» **Description of the task**: Locate every line in the rows below that contains the word "dark" and copy each such line.

» **Dataset records**:
——

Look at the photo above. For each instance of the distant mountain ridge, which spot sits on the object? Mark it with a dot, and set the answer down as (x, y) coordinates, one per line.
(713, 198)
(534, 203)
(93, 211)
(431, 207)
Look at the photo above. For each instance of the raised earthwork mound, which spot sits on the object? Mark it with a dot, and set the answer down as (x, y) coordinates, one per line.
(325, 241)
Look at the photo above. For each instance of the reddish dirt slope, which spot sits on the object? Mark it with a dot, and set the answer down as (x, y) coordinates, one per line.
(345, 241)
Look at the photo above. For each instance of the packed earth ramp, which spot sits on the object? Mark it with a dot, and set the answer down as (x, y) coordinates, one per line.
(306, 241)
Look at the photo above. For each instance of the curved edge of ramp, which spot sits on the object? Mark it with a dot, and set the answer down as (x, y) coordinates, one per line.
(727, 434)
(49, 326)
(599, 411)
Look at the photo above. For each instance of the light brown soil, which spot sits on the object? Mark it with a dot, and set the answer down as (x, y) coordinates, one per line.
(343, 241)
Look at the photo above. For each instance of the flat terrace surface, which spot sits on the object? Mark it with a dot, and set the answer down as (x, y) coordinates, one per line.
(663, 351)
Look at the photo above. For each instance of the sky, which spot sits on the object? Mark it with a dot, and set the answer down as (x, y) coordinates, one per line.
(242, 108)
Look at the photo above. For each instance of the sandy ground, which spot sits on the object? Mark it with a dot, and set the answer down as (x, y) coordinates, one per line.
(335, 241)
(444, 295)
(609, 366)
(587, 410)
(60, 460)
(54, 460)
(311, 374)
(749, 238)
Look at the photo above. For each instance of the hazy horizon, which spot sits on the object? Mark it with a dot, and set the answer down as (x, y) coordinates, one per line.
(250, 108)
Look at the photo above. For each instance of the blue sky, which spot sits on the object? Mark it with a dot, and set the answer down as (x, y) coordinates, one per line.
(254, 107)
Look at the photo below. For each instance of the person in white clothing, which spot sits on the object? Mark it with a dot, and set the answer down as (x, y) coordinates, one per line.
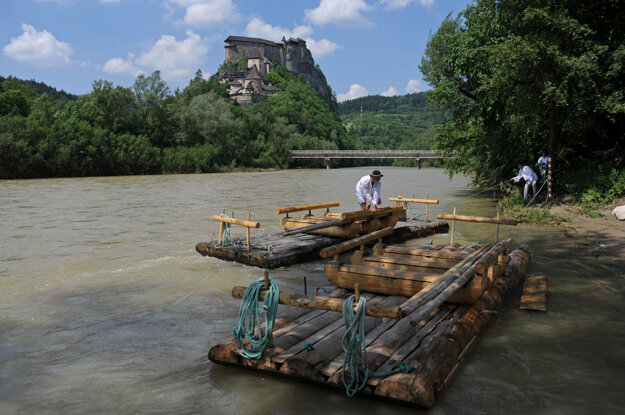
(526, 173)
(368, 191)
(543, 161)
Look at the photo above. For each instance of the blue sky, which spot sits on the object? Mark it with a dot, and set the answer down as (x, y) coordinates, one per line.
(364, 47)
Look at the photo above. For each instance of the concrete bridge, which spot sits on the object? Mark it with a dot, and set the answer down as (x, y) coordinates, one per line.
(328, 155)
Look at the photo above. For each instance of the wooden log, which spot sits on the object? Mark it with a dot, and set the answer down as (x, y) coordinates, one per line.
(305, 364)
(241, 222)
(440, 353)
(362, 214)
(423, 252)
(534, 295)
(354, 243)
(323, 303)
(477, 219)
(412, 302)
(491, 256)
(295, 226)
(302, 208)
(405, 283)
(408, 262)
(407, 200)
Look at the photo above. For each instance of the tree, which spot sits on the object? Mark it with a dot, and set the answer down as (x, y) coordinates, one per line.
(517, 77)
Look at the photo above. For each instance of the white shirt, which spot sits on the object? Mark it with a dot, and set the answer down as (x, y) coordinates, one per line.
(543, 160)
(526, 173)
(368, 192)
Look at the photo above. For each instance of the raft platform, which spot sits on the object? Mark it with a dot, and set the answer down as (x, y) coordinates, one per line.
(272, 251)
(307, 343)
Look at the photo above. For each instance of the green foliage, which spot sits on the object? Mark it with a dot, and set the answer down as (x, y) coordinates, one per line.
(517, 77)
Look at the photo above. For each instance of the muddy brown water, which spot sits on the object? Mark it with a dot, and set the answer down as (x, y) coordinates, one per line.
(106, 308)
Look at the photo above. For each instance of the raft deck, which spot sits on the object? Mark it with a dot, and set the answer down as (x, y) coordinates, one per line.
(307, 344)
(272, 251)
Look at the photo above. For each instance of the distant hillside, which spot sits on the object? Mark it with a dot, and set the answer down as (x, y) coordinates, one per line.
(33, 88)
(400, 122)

——

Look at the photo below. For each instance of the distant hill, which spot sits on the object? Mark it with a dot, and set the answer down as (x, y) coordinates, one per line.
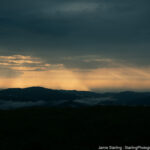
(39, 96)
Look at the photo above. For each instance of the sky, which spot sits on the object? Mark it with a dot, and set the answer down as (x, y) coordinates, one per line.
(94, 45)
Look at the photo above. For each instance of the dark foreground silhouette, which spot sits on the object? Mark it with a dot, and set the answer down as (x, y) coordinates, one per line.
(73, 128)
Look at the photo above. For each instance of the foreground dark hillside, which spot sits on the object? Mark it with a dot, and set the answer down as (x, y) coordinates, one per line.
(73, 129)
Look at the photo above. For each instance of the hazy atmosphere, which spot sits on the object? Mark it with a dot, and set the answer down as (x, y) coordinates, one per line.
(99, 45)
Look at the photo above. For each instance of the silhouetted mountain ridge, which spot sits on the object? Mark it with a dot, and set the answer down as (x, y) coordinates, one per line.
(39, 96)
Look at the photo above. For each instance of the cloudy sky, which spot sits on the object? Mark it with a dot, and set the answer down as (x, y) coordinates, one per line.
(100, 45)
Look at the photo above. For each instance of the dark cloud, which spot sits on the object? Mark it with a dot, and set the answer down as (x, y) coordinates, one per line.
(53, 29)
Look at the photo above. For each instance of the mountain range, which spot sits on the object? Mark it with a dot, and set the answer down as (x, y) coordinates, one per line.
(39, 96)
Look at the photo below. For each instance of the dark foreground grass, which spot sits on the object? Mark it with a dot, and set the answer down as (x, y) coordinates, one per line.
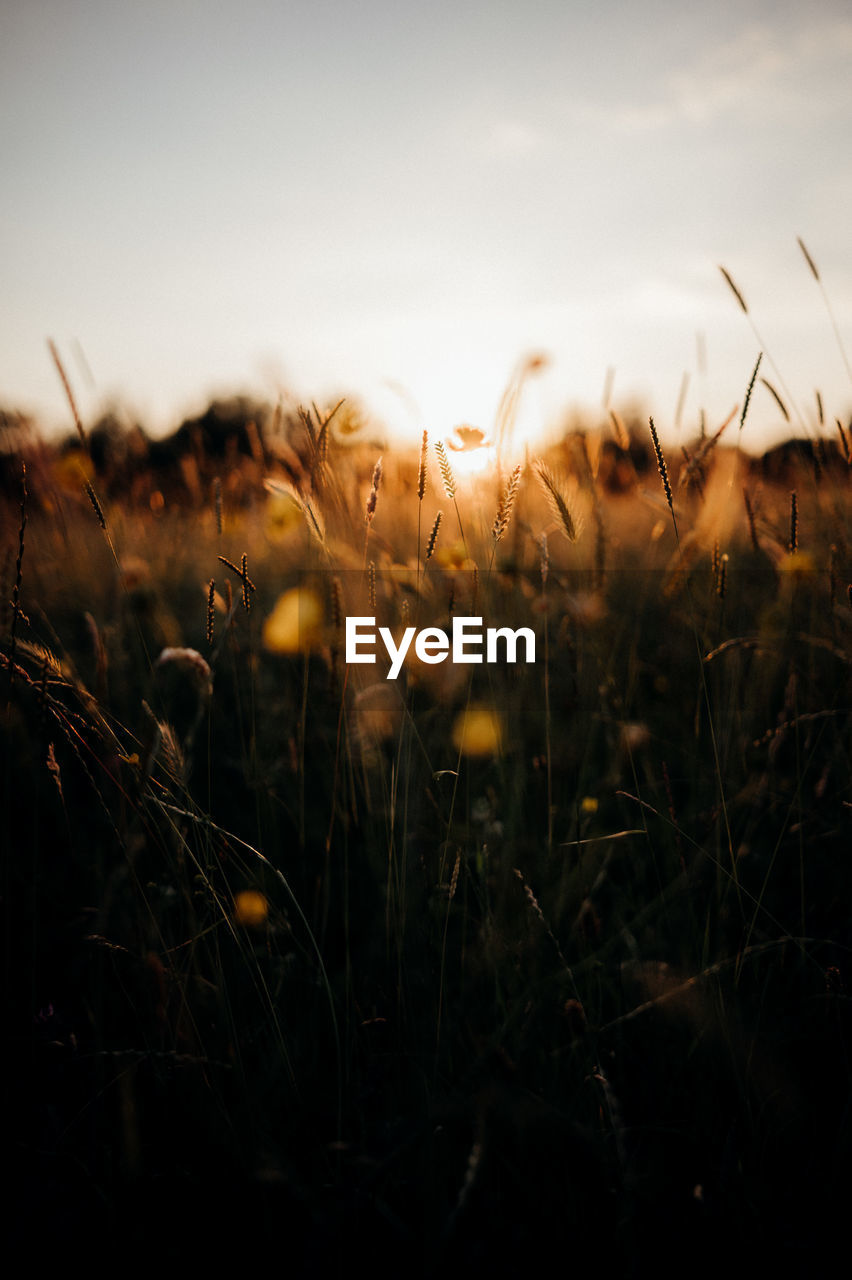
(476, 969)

——

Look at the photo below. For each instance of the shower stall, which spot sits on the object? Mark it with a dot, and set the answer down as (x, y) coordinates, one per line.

——

» **Result of the exercise**:
Look at the photo above. For each instance of the dark foreground silhouette, which spot sits on the object? Mark it with a dot, and set the answer down as (x, y) coordinates, one per line.
Look at the photo above. For each instance of the foreground dark hillside, which spot sits on the object? Mark it with a dot, and set the answer down as (x, y) coordinates, one per line.
Look at the photo above. For each instance of the dark cloud, which spot sits on the object? Mark it with a dot, and set the answer down as (x, y) coordinates, one per line.
Look at the photo below. For each instance of the dark foreground grass, which spot sits on the object? Mark it with a dot, and set the answer down as (x, y) coordinates, one per line.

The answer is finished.